## Given records
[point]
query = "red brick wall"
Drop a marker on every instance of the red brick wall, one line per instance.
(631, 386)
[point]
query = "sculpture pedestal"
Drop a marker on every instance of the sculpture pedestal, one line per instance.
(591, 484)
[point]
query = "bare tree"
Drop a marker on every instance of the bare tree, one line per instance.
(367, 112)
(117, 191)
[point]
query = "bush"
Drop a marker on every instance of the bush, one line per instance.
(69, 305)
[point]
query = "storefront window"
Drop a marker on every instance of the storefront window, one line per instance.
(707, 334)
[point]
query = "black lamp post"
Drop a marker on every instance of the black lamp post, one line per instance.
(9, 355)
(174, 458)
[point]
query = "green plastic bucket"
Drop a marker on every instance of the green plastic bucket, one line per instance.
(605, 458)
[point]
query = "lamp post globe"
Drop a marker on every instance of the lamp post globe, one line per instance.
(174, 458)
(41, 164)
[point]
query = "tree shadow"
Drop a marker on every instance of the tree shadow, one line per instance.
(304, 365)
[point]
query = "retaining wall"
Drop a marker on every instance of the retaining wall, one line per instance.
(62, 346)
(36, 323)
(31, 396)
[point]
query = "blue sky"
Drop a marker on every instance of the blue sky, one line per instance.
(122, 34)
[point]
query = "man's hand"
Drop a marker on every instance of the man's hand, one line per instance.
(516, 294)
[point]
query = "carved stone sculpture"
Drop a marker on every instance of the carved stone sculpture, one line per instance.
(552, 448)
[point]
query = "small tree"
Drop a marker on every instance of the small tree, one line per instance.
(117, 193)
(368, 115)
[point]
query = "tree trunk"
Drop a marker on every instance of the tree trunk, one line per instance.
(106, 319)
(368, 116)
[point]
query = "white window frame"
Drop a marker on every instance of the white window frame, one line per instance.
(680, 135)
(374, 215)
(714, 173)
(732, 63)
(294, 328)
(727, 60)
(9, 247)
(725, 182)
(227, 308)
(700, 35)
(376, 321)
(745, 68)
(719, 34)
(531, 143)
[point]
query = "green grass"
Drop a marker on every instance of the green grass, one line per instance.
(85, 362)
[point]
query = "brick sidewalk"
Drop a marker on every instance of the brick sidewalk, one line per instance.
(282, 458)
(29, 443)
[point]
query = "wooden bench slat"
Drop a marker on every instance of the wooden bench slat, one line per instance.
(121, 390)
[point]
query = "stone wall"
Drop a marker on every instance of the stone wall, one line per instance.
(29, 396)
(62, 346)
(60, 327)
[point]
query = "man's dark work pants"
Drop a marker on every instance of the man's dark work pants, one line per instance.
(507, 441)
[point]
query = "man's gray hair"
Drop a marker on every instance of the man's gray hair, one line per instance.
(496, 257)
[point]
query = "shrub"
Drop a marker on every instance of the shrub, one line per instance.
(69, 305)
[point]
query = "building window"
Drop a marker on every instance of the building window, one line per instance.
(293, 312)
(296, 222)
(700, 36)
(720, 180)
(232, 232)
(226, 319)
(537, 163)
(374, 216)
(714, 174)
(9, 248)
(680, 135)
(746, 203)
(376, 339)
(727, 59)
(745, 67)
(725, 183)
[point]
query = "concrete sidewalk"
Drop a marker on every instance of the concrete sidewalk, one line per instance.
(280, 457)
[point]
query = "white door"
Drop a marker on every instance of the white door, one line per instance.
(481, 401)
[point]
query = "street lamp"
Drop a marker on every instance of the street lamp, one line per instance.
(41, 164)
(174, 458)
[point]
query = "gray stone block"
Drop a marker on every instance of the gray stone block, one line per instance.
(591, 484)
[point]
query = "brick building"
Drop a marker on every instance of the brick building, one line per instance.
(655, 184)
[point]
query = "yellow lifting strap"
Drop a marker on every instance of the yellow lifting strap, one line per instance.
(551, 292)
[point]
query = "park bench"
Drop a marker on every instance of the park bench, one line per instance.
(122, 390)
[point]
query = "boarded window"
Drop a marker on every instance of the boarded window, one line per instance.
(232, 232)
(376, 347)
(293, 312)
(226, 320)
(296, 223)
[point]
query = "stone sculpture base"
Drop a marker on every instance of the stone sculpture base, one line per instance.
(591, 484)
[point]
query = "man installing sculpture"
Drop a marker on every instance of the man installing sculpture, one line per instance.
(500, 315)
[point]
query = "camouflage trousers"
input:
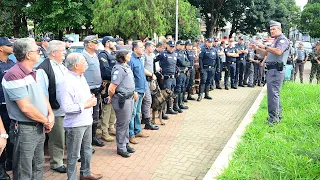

## Task statement
Text only, no pictures: copy every entry exactly.

## Written answer
[point]
query = "red brick wall"
Drop a marker on every instance of the red brick wall, one line per instance.
(631, 386)
[point]
query = "sculpture pedestal"
Drop a marker on every instance of the sculpture pedestal, one line per instance.
(591, 484)
[point]
query = "bare tree"
Drop a marker on every instance of the bare tree, one line per instance.
(367, 112)
(117, 191)
[point]
query = "bush"
Drop a marker on every instance of the bush, one line per instance.
(69, 305)
[point]
query = "storefront window"
Drop a marker on every instance of the storefront window, one line per instance.
(707, 334)
[point]
query = "black lamp post"
Drop a marker on every instance of the black lamp post, one line per instance.
(9, 355)
(174, 458)
[point]
query = "green plastic bucket"
Drop a marker on every instance of the green plastic bucket, one line per instance.
(605, 458)
[point]
query = "lamp post globe"
Drop a marker on every instance of the lamp post globe, one line per instance.
(174, 458)
(41, 164)
[point]
query = "tree shadow"
Drop a marker on every instance of the tree shadow, one line per instance.
(304, 365)
[point]
query = "retaining wall"
Drop a marker on every instance of the retaining wall, one line per instance.
(62, 346)
(36, 323)
(31, 396)
[point]
query = "blue sky"
Drop a marker on every instance of the blue sky, one line per instance.
(122, 34)
[point]
query = "man's hand"
Drop a marker on every instance of the man's hand, one line per instance.
(516, 294)
[point]
query = "carved stone sculpture"
Drop a marker on every instance of the carved stone sculpture, one line per instance.
(552, 448)
[point]
query = "small tree"
Drop a marker on every instance of the small tree, one line per instance.
(117, 193)
(368, 115)
[point]
query = "tree trunk"
Drop a marker on every instance of the tree trunk, one line per instance.
(106, 319)
(368, 116)
[point]
query = "white window frame"
Drop a marker on every instance of the white window frame, one line per instance.
(680, 135)
(374, 215)
(714, 173)
(732, 63)
(294, 328)
(727, 60)
(9, 247)
(725, 182)
(227, 308)
(700, 35)
(376, 321)
(745, 68)
(719, 34)
(531, 143)
[point]
query = "green grass"
Drop a marker on every instance of the green grass, one line per instance.
(85, 362)
[point]
query = "brick sidewalk"
Drop a marker on every instance of the brick sidewalk, one line per instance.
(282, 458)
(29, 443)
[point]
query = "wooden bench slat"
Drop a marker on every instance of the wooden bench slat, one line per instance.
(121, 390)
[point]
query = "stone wall"
Drop a marker on every instance of the stone wall, one line per instance.
(29, 396)
(62, 346)
(60, 327)
[point]
query = "man's dark work pants"
Drop a marker on every instance of the man's dark work pants, one line per instance.
(507, 441)
[point]
query = "man's gray hair"
Drop a marker on every instance of the man's gray hair, one line per instance.
(496, 257)
[point]
query = "shrub"
Drop a marker on every instance of the shrub, one line per instance.
(69, 305)
[point]
query = "building window"
Drop a marker on every instance of the building window, one line per instance.
(293, 312)
(296, 222)
(700, 36)
(720, 180)
(232, 232)
(226, 319)
(537, 163)
(374, 216)
(714, 174)
(9, 248)
(680, 135)
(746, 203)
(376, 339)
(727, 59)
(745, 67)
(725, 183)
[point]
query = "concrete sidewalk"
Drop a marker on every instance of the concrete sidewalk, one line per instance.
(280, 457)
[point]
query = "white door"
Drop a marker on every instance of the white door, one line per instance.
(481, 401)
[point]
query = "street lamp"
Drop a marker on every instance of the street lamp, one line per instance.
(41, 164)
(174, 458)
[point]
query = "gray stone block"
Drop a marker on every instance of the gray stone block, one line per instance.
(591, 484)
[point]
query = "brick building"
Drop a marker on every instance of the brick building, one line per instance.
(655, 184)
[point]
query = "yellow lifting strap"
Drop a marker on every instance of the yellow lifting strap, one line per instance.
(551, 292)
[point]
query = "park bench"
Drop a marker on every instance of the park bench, one line per instance.
(122, 390)
[point]
query = "boarded window"
Drop a marker on every instance of the boarded window, one line per instance.
(232, 232)
(376, 347)
(293, 312)
(226, 320)
(296, 223)
[point]
query = "stone sculpture base"
Drop a marker on every instance of the stone sculpture base, one line per instance.
(591, 484)
[point]
query = "man installing sculpture"
Drop a marker on every instance of the man installing sculpture, one line per instance.
(500, 315)
[point]
query = "camouflage trousers"
input:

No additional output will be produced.